----- Trecho de origem
Desse modo, ainda que os 13 bilhões oferecidos pelo Estado estivessem disponíveis hoje na paridade do dólar de 98, poucos produtores lograriam ter acesso aos mesmos bilhões, já que o estigma da inadimplência em créditos anteriores desautoriza o pleito por novas verbas. O sistema bancário não hesita em levar para o Serasa os inadimplentes do campo, inviabilizando novos financiamentos.  

Sr. Presidente, para contornar parcialmente tal estrangulamento financeiro, o Sistema Sindical Rural aposta na aprovação do substitutivo ao Projeto de Lei nº 4.895/99, de autoria do Deputado Ronaldo Caiado, que pertence à bancada ruralista do Congresso Nacional. O projeto, que prevê a redução de débitos derivados de operações de crédito, propõe o prazo de pagamento de até 20 anos, com prestações anuais, iguais e sucessivas, vencendo a primeira em outubro de 2003, com taxas de 3% ao ano.  

Em contrapartida, o setor se compromete em criar 1 milhão e meio de empregos até 2003. Além disso, os produtores rurais oferecem uma produção de 100 milhões de toneladas de grãos, por meio da qual o Governo poderia perfeitamente reequilibrar sua balança comercial. Extremamente realista e pragmático nos compromissos bilaterais, o projeto estipula que cada prestação anual não poderá exceder a 4% da renda bruta agropecuária anual do mutuário.
----------
----- Linhas de dados
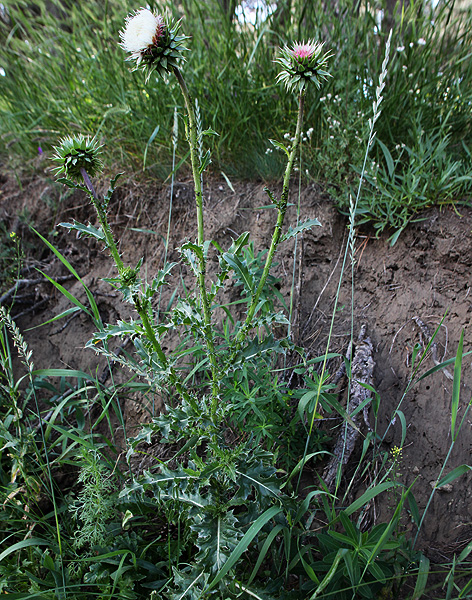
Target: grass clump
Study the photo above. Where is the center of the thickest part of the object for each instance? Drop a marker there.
(220, 514)
(63, 72)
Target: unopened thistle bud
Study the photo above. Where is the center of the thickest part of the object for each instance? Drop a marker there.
(152, 42)
(77, 152)
(303, 63)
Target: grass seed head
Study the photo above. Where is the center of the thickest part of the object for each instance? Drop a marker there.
(303, 63)
(152, 42)
(75, 152)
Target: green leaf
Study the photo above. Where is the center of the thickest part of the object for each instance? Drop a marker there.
(240, 268)
(149, 142)
(205, 161)
(292, 232)
(65, 313)
(209, 131)
(421, 580)
(280, 146)
(388, 158)
(23, 544)
(243, 544)
(340, 554)
(217, 538)
(81, 229)
(456, 386)
(368, 495)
----------
Pedido escrito 1
Copie do trecho sobre a dívida rural a parte que vai de "Sr. Presidente, para" até "de 3% ao ano.", incluindo este último.
Pedido escrito 2
Dê continuidade ao trecho sobre a dívida rural, começando logo depois da última frase.

Resposta 1
Sr. Presidente, para contornar parcialmente tal estrangulamento financeiro, o Sistema Sindical Rural aposta na aprovação do substitutivo ao Projeto de Lei nº 4.895/99, de autoria do Deputado Ronaldo Caiado, que pertence à bancada ruralista do Congresso Nacional. O projeto, que prevê a redução de débitos derivados de operações de crédito, propõe o prazo de pagamento de até 20 anos, com prestações anuais, iguais e sucessivas, vencendo a primeira em outubro de 2003, com taxas de 3% ao ano.

Resposta 2
E mais, a eventualidade de não cumprimento da meta de produção anual prevista implica o cancelamento automático do abastecimento integral, que deverá ser recalculado proporcionalmente à redução da meta. Nessa linha, em sua justificativa, o projeto argumenta que, "independente da atividade agropecuária desenvolvida pelo mutuário, os contratos terão cláusula de equivalência em produto".  

Outra das propostas que os produtores rurais pretendem levar ao Planalto Central consiste no denominado "crédito flutuante". Trata-se de uma iniciativa que propõe alterar a forma de pagamento dos créditos para financiamento de custeio e investimento na safra 1999/2000. Em vez da rigidez e austeridade nas datas de pagamento, fica autorizada ao produtor a possibilidade de pagamento em data qualquer do ano corrente, tudo ajustado a acréscimos de pequenas taxas de juros.  

Desse modo, assegura-se maior rentabilidade ao produtor, que deixa de ocupar uma posição frágil na cadeia econômica diante do poder excepcionalmente avantajado dos compradores de commodities. Em outras palavras, os compradores dos produtos agrícolas, que se valiam de informações sobre o período de pagamento de dívidas do agricultor para negociar preços mais baixos, se deparariam, de agora em diante, com um produtor bem menos vulnerável e menos sujeito às pressões do endividamento. No caso dos produtores do Mato Grosso, o valor da dívida já alcança o patamar nada tranqüilo de 2 bilhões de reais, numa condição de sobrecarga somente superada, em termos federativos, pelo Rio Grande do Sul.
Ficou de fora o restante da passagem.